[Object position labeling entries]
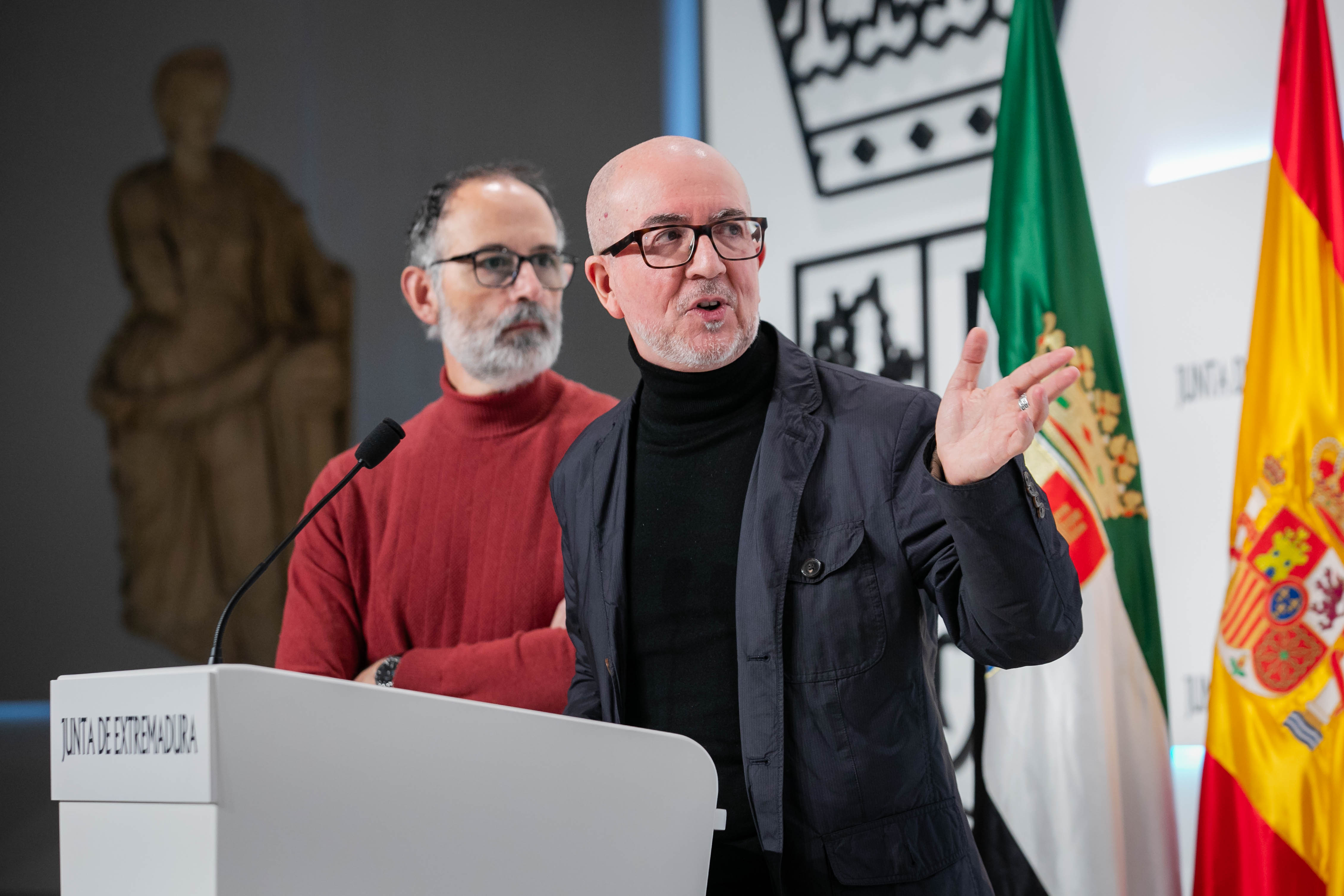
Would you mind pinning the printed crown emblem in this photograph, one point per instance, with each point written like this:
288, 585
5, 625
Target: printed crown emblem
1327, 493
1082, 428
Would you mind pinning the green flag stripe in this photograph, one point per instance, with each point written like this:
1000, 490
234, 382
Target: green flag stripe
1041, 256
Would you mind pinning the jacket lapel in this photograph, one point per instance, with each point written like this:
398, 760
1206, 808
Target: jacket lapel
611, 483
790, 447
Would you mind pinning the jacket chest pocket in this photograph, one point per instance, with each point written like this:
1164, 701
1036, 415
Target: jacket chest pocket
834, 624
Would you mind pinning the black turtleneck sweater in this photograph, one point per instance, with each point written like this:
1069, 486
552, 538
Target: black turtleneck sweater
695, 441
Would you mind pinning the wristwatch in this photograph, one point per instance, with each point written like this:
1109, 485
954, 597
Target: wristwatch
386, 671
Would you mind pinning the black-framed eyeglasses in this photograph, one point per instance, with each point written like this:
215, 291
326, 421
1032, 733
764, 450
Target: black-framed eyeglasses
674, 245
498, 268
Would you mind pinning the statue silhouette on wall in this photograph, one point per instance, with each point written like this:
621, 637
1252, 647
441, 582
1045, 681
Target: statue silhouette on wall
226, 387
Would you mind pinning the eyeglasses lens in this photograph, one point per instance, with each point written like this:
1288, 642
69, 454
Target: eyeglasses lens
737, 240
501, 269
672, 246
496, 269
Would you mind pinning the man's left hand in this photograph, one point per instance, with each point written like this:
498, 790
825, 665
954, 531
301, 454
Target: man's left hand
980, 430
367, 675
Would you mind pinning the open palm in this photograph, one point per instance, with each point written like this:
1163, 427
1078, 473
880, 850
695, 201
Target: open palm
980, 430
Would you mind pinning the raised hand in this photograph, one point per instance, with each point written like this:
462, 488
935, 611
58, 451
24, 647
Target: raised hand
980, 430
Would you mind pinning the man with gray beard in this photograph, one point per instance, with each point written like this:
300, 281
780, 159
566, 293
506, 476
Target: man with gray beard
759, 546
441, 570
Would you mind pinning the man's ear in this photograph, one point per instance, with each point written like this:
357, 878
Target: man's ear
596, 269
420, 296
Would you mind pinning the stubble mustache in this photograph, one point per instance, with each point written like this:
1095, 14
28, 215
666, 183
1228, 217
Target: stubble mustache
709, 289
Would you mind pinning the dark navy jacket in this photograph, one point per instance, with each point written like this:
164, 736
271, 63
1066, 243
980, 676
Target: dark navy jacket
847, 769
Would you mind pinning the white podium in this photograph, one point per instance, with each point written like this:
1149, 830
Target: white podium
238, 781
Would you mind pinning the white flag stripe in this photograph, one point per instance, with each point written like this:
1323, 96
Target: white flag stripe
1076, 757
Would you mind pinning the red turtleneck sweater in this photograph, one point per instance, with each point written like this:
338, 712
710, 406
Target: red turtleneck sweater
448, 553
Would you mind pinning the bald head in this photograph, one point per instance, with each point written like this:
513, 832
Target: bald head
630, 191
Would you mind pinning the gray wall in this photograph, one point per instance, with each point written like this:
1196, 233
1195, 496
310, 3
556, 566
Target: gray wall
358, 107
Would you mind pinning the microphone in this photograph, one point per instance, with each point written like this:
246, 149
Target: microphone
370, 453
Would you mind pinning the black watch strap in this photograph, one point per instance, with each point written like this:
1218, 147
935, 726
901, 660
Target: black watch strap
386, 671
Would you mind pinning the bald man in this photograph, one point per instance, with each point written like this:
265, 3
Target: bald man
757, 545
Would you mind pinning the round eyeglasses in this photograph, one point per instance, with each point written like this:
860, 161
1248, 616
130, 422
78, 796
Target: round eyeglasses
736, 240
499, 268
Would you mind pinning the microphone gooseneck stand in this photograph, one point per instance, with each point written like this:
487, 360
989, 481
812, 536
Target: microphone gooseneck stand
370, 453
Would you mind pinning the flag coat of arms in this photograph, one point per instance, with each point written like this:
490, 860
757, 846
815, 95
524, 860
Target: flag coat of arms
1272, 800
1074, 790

§ **Objective**: Pictures in the records should not appear in your copy, but everything else must be transcribed exactly.

§ **In response**:
Would you mind pinning the printed crown emblem in this photograph, one point per instance, with each point written like this:
288, 585
5, 625
Target: printed crown emblem
1327, 493
1082, 428
Would you mind pinning the green flag stripe in this photograph, one point per instance, with each point written like this:
1000, 490
234, 382
Target: green flag stripe
1041, 256
Would you mind pinning the jacket lapel in this photograph, one point per instance, with each point written like this:
398, 760
1206, 808
Target: jacket lapel
611, 483
790, 447
Would you mind pinning the jacket chest pocket in this photograph, one point per instance, with each point written like this:
1164, 701
1036, 415
Target: jacket chest pocket
834, 624
Would you mind pinning the black turtleneck sweater in this photograph, one point per instance, with each point written like this:
1069, 486
552, 538
Target: black turtleneck sweater
695, 441
Would you mind pinning the wristwatch in this photograph, one point per instance, with each point written like this:
1109, 485
954, 597
Target: wristwatch
386, 671
Would you mind pinning the black-framed eyeglasses in this photograph, one point per instance, with each point written like this:
215, 291
326, 421
1032, 733
764, 450
Target: black-framed eyeglasses
674, 245
498, 268
Would you mind pinning the statue silhouette on wall in this photograph, one point per instance, with each point written like this:
621, 637
1252, 647
441, 582
1045, 681
Target: statue silhouette on wall
226, 387
Would you mind pinning the eyeglasses lens in this photograph, one point per instance, with each point written like this:
1288, 642
69, 454
Target: eyeglasses lens
737, 240
501, 269
672, 246
496, 269
Would you mind pinning the man's left hand in this photograph, one point per instance, with each point written like this:
498, 790
825, 665
954, 531
301, 454
Target: man's left hand
980, 430
367, 675
Would you mind pinning the open palm in this photograph, one point per instance, with each point written like this:
1163, 427
1078, 473
880, 850
695, 201
Target: open palm
980, 430
Would you mind pinning the raised hand in this photograph, one point per instance, with each point written like this:
462, 488
935, 611
58, 451
24, 647
Target: raised hand
980, 430
Would you mind pinning the man with gray beard in this photograph, one point per instance, with each point written like this:
300, 281
780, 159
566, 293
506, 476
Target: man with gray beard
759, 546
441, 570
Would you mind pinning the man's ear in this photograph, one point per instance, with each point written like this:
357, 878
Target: man's ear
596, 269
420, 296
Would you mind pinning the stubble mustache in this photograph, one point per instance, with each point written like this:
1095, 14
28, 215
666, 183
1228, 217
Target: stubble mustache
709, 289
Would you mind pinning the dark navy jacket in this photograph, one point per instance, with each point written like this:
164, 736
271, 63
1066, 243
980, 676
Target: dark navy jacket
847, 769
Would you mind pinning the white podium in this photograph, one point per instance, with each point written like this:
1149, 830
Target: white podium
238, 781
Would you mind pinning the white flag stripe in this photograph, one point per instance, with each point written like this:
1323, 96
Target: white flag stripe
1076, 757
Would you mind pinning the red turtleneck sweater in this photograph, one point per instance, with each point written like this:
338, 712
710, 406
Target: red turtleneck sweater
448, 553
Would you mind pinning the bald head in this photograph, one point per instance, with each point written like this:
513, 832
Target: bald head
630, 191
Would you mind pinning the gray wall in this photograph, one point per instance, with each point written like this:
1196, 233
1195, 496
310, 3
556, 566
Target: gray wall
358, 107
Would you mind pinning the microphone in this photograph, one point per instance, with each point written like this:
246, 149
Target: microphone
370, 453
Would you mind pinning the black watch strap in this photograph, one point per instance, with each point written like this:
1218, 147
935, 726
901, 660
Target: black watch strap
386, 671
Would you mind pinning the bald man in this photograph, one point per instance, with each point written like this:
265, 3
Target: bald man
757, 545
Would you mind pinning the round eyeglasses in this photograph, one point per instance, with each point written like this:
860, 161
1248, 616
130, 422
78, 796
Target: round eyeglasses
736, 240
499, 268
Would you mind pinning the microphone gooseneck stand in this photograph, one point per instance, with each point written like this:
487, 360
989, 481
812, 536
Target: microphone gooseneck stand
370, 453
Would you mind pinning the flag coat of arms in this photograph, one point per instance, with each point written like this:
490, 860
757, 846
815, 95
524, 860
Target: flag coat of arms
1272, 800
1074, 790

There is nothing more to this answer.